◆ BRIEF 1 ◆
Copy the passage from the problem set, starting with "So far we have" and going on through "these are enzymes!".
◆ BRIEF 2 ◆
List every database or software program that the problem set mentions by name.

◆ TEXT EXCERPT ◆
-- Opening Marker --
Problem Set #6: Proteins on the Web

Due October 28th at the beginning of class


So far we have used several tools on the web for exploring protein structure.  This week I would like you to synthesize what we have done before to compare two enzymes, triosephosphate isomerase and dihydroorotate dehydrogenase.  These enzymes are some similarities but have differerent functions.  Examine these proteins using the resources we have used in the first four problem sets to determine how they are similar and different.  In particular, begin thinking about how the structure relates to function: these are enzymes!


Some ways you might explore these proteins might be to

  1. use the PDB to find their structures (human triosephosphate isomerase is 1hti.pdb; human dihydroorotase is 1d3g.pdb).  Look at the headers and the pictures to find out some basic information and see if they have overall similar structures.
  2. Download the files and use Rasmol or SwissPDB Viewer to look at the structures.  What kind of shape do these proteins have, and how are they similar and different? 
  3. Try to draw a topology diagram.  Based on the overall shape and fold, do you see any reason to believe that these proteins may be related?
  4. Look at their active sites.  Both of these proteins are enzymes, which means that they catalyze chemical reactions.  Where are the active sites, what cofactors or side chains are involved in the catalysis, do their substrates have any similarities in size, structure, etc.? 
  5. How related are triosephosphate isomerase and dihydroorotase?  Use SCOP or CATH to determine whether these proteins belong in the same class, family, or whatever.  Do you think they may have evolved from a common ancestor or not?
-- Closing Marker --
◆ MATERIAL PROVIDED ◆
-- Opening Marker --
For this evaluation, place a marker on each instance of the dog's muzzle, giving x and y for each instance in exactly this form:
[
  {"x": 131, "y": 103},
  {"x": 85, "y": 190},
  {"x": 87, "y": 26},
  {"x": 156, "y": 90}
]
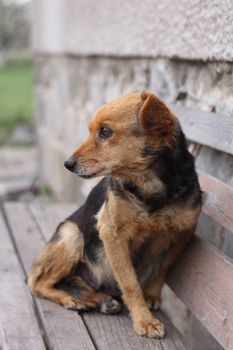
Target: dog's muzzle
[{"x": 70, "y": 164}]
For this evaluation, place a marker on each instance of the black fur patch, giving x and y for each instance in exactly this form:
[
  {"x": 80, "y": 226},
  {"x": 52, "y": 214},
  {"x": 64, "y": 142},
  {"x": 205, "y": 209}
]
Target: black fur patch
[{"x": 85, "y": 218}]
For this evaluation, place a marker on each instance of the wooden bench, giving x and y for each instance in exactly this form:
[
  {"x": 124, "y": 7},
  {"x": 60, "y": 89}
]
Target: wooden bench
[{"x": 202, "y": 277}]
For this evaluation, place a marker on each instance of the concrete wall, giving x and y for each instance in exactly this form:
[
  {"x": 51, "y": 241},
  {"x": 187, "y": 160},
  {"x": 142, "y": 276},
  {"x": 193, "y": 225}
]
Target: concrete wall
[
  {"x": 89, "y": 52},
  {"x": 198, "y": 29}
]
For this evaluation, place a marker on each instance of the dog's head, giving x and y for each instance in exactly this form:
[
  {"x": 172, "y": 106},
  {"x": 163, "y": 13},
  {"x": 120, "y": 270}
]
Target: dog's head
[{"x": 120, "y": 131}]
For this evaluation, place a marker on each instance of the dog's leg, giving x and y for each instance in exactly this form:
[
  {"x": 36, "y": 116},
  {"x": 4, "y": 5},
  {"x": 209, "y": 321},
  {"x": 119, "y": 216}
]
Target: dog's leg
[
  {"x": 153, "y": 293},
  {"x": 86, "y": 297},
  {"x": 51, "y": 274},
  {"x": 56, "y": 261},
  {"x": 118, "y": 253}
]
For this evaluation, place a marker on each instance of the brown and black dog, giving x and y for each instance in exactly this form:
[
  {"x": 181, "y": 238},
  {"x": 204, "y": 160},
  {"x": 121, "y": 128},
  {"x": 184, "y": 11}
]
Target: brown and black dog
[{"x": 135, "y": 222}]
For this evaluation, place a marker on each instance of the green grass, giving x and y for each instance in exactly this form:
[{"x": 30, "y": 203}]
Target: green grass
[{"x": 16, "y": 96}]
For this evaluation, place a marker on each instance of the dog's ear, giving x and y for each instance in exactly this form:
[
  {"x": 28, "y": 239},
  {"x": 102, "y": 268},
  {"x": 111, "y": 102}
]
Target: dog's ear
[{"x": 154, "y": 115}]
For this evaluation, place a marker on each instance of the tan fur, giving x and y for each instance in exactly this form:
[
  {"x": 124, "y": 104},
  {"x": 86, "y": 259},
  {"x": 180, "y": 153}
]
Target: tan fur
[
  {"x": 56, "y": 261},
  {"x": 124, "y": 224}
]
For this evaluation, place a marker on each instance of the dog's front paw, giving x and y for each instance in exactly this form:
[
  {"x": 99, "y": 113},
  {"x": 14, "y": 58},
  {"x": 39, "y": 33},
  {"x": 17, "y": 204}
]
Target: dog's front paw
[
  {"x": 153, "y": 303},
  {"x": 109, "y": 305},
  {"x": 151, "y": 328}
]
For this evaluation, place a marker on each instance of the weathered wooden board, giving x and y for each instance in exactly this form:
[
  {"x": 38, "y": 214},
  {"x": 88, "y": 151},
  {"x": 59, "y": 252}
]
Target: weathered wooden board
[
  {"x": 19, "y": 329},
  {"x": 108, "y": 332},
  {"x": 116, "y": 332},
  {"x": 210, "y": 129},
  {"x": 63, "y": 329},
  {"x": 203, "y": 279},
  {"x": 219, "y": 200}
]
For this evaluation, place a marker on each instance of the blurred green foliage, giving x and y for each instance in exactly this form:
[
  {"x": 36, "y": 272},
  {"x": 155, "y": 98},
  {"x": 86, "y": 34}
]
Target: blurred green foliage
[{"x": 16, "y": 94}]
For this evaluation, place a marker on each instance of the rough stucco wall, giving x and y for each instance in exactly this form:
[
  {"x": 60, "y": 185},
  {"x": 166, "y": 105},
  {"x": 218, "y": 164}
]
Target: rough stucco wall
[
  {"x": 198, "y": 29},
  {"x": 71, "y": 83}
]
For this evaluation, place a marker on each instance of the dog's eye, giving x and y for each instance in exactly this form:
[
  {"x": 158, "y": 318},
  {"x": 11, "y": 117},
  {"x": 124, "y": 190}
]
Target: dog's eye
[{"x": 105, "y": 132}]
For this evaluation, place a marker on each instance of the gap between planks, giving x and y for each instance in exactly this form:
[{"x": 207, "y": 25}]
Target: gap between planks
[{"x": 60, "y": 325}]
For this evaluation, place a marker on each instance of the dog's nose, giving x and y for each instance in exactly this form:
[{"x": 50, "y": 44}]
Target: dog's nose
[{"x": 70, "y": 164}]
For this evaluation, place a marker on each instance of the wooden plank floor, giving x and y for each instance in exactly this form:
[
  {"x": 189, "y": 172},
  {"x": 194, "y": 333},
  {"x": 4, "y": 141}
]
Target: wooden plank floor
[{"x": 35, "y": 323}]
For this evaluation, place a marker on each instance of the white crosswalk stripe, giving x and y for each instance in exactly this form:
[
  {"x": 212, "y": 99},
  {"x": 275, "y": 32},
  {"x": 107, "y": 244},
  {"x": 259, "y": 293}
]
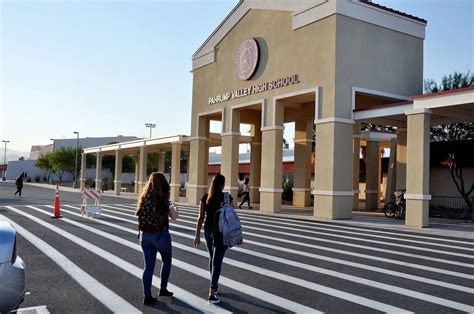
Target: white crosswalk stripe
[{"x": 441, "y": 267}]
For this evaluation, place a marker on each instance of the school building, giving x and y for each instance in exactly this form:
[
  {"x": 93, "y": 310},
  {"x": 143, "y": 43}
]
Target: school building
[{"x": 328, "y": 66}]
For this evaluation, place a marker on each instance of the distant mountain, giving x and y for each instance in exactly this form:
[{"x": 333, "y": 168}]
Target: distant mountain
[{"x": 12, "y": 154}]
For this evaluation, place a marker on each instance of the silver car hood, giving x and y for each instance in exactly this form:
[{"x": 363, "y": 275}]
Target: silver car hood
[{"x": 7, "y": 241}]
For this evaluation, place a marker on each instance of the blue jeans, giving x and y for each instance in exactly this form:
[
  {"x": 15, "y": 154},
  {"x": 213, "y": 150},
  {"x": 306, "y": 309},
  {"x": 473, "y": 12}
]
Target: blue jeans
[
  {"x": 153, "y": 242},
  {"x": 216, "y": 251}
]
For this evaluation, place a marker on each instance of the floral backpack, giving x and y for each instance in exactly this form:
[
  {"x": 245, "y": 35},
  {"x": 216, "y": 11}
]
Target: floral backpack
[{"x": 150, "y": 218}]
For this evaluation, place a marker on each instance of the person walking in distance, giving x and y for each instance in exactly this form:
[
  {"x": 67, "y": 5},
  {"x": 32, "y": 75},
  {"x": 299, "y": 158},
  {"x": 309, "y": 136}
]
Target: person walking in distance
[
  {"x": 246, "y": 194},
  {"x": 153, "y": 210},
  {"x": 19, "y": 184},
  {"x": 209, "y": 207}
]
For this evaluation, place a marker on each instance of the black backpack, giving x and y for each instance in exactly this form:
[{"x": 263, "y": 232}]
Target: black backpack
[{"x": 150, "y": 217}]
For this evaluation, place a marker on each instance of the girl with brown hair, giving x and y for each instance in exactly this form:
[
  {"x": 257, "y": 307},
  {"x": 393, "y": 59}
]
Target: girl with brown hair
[
  {"x": 153, "y": 209},
  {"x": 210, "y": 204}
]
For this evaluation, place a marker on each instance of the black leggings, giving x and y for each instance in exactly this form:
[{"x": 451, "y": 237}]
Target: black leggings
[
  {"x": 18, "y": 190},
  {"x": 246, "y": 199}
]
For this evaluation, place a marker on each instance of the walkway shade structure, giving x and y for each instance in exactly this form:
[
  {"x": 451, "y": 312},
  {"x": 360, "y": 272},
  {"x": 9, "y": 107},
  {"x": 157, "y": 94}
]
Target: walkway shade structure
[{"x": 328, "y": 66}]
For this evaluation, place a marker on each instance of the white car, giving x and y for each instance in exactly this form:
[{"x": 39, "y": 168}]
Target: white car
[{"x": 12, "y": 270}]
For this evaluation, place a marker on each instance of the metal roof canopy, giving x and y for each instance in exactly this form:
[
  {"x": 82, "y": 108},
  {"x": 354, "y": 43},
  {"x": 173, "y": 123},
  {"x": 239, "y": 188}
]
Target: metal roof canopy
[{"x": 445, "y": 107}]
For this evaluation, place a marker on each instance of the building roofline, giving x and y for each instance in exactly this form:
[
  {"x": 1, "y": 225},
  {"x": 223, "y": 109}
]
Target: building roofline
[
  {"x": 419, "y": 19},
  {"x": 443, "y": 93}
]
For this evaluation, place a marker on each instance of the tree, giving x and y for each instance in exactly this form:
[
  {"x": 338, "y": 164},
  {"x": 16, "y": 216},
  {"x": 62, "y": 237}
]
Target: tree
[
  {"x": 453, "y": 131},
  {"x": 456, "y": 174},
  {"x": 63, "y": 159}
]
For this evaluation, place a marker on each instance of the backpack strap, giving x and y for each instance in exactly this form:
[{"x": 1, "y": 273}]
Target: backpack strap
[{"x": 226, "y": 198}]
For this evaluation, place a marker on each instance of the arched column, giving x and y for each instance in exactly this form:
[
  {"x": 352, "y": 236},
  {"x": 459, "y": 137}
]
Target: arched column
-- Closing Marker --
◆ ANSWER SECTION 1 ◆
So far we have used several tools on the web for exploring protein structure.  This week I would like you to synthesize what we have done before to compare two enzymes, triosephosphate isomerase and dihydroorotate dehydrogenase.  These enzymes are some similarities but have differerent functions.  Examine these proteins using the resources we have used in the first four problem sets to determine how they are similar and different.  In particular, begin thinking about how the structure relates to function: these are enzymes!

◆ ANSWER SECTION 2 ◆
PDB, Rasmol, SwissPDB Viewer, SCOP, CATH